======== GIVEN TEXT ========

Oftentimes when alumni return to campus, they are greeted with a warm welcome and a certain level of reverence.

When Jayson Blair returned to campus, he was greeted by a watchful audience ready to interrogate him about the downfall of his professional career.

To be fair, Blair is no ordinary alumni. A former rising star at the Philip Merrill College of Journalism and editor-in-chief of The Diamondback for the 1996-97 year, Blair is known for rocking the journalism world in 2003 when it was discovered he either plagiarized or fabricated information in at least 36 of the stories he wrote in his four years at The New York Times.

Though Blair has talked about the scandal in the 10 plus years since everything came to light, this was his first time returning to the University of Maryland.

“We all kind of sit here and say, ‘Of course, I’d never do that!’ But at the end of the day, would we?” Shannon Gallagher, the senior journalism student who reached out to Blair and got him to come to campus, said.

The path to getting Blair back at Merrill was a rather mundane one. Already interested in getting him to talk for a presentation for her Journalism ethics course, Gallagher connected with him on LinkedIn. It was then Blair who emailed Gallagher first, and after a few emails back and forth, she convinced him to come speak at Knight.

======== RECORDED DATA ========

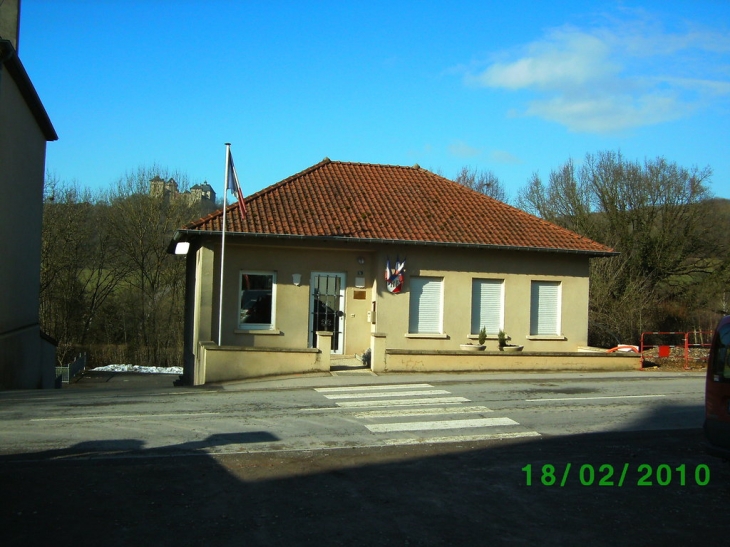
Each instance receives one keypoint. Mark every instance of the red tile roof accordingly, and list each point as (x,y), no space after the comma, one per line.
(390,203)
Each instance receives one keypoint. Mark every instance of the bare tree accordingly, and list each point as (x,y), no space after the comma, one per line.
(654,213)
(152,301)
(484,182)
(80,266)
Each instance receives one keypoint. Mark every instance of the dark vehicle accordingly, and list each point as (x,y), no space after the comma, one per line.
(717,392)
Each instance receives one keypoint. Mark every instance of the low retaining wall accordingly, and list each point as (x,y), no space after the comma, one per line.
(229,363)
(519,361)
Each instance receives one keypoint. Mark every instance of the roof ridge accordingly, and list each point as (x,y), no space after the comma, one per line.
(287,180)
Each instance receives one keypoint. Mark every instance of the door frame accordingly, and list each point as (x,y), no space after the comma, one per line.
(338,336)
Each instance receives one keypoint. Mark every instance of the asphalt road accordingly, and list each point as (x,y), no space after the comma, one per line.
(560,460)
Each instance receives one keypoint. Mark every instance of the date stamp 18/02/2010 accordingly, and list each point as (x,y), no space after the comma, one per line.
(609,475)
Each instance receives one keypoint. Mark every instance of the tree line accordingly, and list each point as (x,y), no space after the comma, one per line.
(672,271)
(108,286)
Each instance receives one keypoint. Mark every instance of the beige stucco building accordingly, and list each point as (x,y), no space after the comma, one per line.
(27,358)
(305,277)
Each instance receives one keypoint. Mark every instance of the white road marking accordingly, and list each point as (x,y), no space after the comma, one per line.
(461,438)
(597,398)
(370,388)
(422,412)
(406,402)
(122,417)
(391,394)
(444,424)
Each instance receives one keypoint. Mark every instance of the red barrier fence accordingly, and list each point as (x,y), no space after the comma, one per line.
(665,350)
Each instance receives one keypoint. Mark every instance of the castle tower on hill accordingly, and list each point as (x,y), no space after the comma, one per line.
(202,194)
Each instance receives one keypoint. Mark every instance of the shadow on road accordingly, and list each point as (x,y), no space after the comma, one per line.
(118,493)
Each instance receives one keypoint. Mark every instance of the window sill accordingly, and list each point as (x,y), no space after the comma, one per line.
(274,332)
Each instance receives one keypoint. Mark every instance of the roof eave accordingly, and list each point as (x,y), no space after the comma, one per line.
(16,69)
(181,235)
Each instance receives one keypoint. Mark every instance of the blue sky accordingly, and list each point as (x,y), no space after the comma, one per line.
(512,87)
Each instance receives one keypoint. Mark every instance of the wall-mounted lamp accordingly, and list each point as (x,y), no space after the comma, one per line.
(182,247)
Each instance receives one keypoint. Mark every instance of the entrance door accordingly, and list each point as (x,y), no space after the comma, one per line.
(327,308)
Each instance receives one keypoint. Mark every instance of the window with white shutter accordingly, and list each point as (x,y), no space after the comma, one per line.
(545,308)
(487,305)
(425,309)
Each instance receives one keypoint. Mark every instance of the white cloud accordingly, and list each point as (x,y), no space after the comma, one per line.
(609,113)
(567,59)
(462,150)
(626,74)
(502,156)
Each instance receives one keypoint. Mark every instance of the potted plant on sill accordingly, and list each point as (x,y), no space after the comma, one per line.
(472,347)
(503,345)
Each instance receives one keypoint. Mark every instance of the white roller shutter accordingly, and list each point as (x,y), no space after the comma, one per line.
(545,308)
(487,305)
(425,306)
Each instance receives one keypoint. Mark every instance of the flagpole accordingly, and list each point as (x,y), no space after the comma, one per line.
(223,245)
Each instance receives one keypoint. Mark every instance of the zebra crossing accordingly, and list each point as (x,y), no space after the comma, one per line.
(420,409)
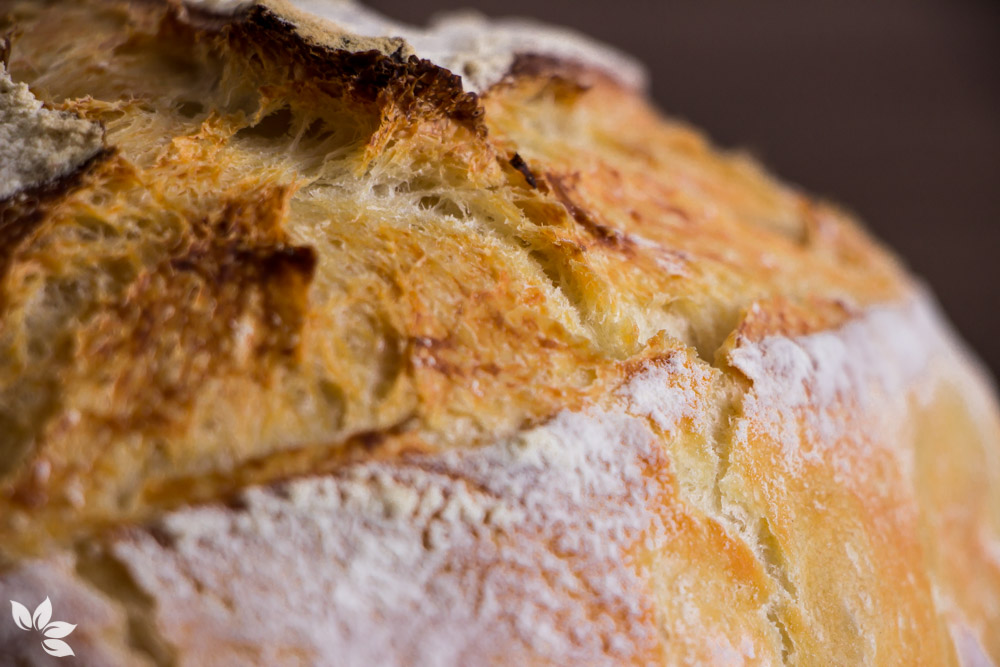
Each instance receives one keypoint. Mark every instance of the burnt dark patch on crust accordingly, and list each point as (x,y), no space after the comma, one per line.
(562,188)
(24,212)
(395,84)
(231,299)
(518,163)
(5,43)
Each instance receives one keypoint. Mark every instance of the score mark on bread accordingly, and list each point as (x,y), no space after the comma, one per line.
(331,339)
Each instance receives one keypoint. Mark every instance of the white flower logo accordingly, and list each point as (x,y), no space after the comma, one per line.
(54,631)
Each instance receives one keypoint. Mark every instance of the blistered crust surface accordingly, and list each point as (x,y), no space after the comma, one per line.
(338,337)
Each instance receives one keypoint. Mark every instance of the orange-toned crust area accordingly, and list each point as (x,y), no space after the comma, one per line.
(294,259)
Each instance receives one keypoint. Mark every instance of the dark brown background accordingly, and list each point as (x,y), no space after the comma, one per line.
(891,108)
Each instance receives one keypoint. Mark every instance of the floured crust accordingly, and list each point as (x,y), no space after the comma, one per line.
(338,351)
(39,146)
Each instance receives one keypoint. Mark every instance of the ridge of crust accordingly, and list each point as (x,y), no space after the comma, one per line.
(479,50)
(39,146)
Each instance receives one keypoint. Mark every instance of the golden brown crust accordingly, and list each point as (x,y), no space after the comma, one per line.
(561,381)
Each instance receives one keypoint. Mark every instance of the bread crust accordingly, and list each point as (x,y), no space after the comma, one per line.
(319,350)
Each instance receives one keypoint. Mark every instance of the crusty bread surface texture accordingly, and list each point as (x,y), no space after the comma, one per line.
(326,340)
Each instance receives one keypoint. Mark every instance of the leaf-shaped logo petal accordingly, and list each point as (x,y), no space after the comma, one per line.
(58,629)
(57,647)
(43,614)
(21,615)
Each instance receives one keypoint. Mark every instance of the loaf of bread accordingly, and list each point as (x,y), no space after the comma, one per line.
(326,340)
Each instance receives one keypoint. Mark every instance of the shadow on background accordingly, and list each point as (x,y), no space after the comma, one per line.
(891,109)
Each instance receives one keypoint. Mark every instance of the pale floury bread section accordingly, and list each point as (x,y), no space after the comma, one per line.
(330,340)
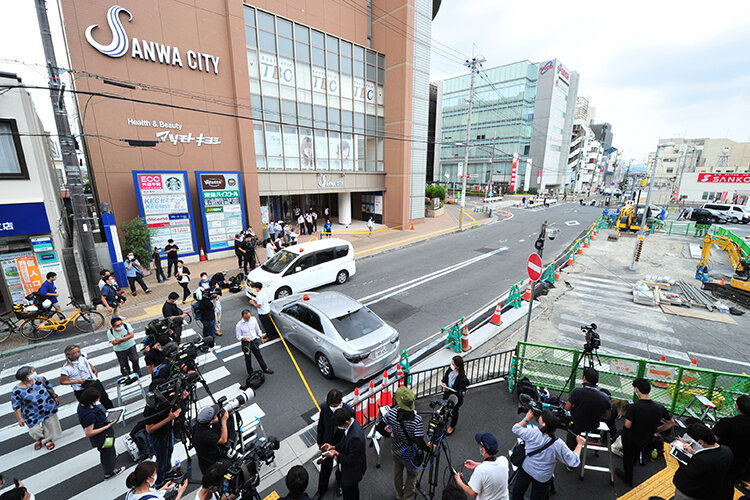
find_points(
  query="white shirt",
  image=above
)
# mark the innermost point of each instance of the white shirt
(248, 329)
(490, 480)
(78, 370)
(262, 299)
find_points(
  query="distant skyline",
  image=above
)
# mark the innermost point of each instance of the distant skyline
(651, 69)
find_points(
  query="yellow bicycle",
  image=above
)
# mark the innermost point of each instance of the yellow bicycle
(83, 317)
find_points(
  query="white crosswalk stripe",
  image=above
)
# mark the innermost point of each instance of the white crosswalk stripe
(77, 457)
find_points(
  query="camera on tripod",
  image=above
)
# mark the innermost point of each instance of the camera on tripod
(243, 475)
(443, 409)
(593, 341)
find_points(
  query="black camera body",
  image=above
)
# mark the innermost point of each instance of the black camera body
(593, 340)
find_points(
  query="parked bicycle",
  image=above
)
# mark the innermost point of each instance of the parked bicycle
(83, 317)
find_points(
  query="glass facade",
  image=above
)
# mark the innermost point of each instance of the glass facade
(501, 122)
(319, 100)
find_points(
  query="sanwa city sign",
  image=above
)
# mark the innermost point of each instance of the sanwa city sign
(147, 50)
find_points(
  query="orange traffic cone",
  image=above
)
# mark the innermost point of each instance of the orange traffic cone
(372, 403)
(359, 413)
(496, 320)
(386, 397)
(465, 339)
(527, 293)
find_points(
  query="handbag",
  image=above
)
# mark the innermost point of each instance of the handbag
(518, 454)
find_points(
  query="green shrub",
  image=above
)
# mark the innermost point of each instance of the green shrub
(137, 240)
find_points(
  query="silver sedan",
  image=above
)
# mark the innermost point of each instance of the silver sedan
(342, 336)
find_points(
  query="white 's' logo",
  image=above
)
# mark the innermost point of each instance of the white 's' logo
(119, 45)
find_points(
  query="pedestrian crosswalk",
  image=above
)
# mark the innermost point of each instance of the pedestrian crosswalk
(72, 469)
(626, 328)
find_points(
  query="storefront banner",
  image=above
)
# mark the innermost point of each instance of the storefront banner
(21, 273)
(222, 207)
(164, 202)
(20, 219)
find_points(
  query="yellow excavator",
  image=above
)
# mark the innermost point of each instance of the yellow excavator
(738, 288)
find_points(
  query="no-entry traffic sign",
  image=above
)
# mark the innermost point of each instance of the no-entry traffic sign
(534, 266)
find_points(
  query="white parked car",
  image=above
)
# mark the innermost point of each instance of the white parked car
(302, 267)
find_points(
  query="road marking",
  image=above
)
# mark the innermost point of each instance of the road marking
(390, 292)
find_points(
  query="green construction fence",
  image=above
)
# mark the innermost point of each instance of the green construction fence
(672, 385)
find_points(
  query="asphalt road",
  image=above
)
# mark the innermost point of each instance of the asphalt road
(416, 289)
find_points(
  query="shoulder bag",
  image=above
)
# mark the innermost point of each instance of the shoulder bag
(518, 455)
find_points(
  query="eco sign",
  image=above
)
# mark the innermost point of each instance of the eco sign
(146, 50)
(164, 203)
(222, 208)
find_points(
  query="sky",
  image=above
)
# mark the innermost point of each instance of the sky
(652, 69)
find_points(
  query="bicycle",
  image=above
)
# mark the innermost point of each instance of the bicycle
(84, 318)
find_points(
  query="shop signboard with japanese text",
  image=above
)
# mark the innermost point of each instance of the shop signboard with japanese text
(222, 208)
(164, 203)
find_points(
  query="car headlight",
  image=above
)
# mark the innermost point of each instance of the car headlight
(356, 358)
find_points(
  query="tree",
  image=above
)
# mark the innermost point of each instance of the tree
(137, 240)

========

EXERCISE TASK | Continue the article about Jayson Blair's visit to the University of Maryland, starting after its last sentence. The items above stand apart from the article about Jayson Blair's return to campus.

ANSWER TO THIS PROBLEM |
The hype was near tangible in the weeks leading up to Blair’s arrival. Classes would break off into tangents as students speculated what might happen when Blair set foot in the very school he betrayed over a decade ago. Some even joked a brawl might break out.

After an introduction from Gallagher, Blair spent the majority of the time answering her questions and describing the direct impact the fallout from the scandal has had on his life. Blair said he now works as a mental health coach aiding people in positions similar to his, and some of his clients seek him out specifically because of what happened.

Though his tone was light and casual throughout most of the talk, Blair made it clear coming back to the school where some of the professors who taught him still felt betrayed by what he did was not easy.

“This is a place where I was surrounded by a number of people who cared about me deeply,” Blair said.

Students filled the majority of the seats with those from Adrianne Flynn’s JOUR300 class in the front row and a host of professors in the very back.

There was no brawl, and no metaphorical punches were held, either. However, few held back from asking hard questions.

“How can I trust what you’re saying right now?” Gallagher asked early in the talk.

“Jayson, are you sorry?” Professor Sharon O’Malley asked when the floor opened to questions from the audience.

Reactions at the end of the discussion were mixed. The general consensus among students seemed to be they could never see themselves committing the same ethical transgressions Blair did.

Morgan Eichensehr, a senior multiplatform journalism major, described the talk as “overwhelming.”

Many students agreed, were they in Blair shoes, they could not fathom coming back to face the professors who taught them after a scandal like his.

Though O’Malley said she respected him being able to return to Merrill after all these years, she does not think it will change the way they discuss him in her ethics class.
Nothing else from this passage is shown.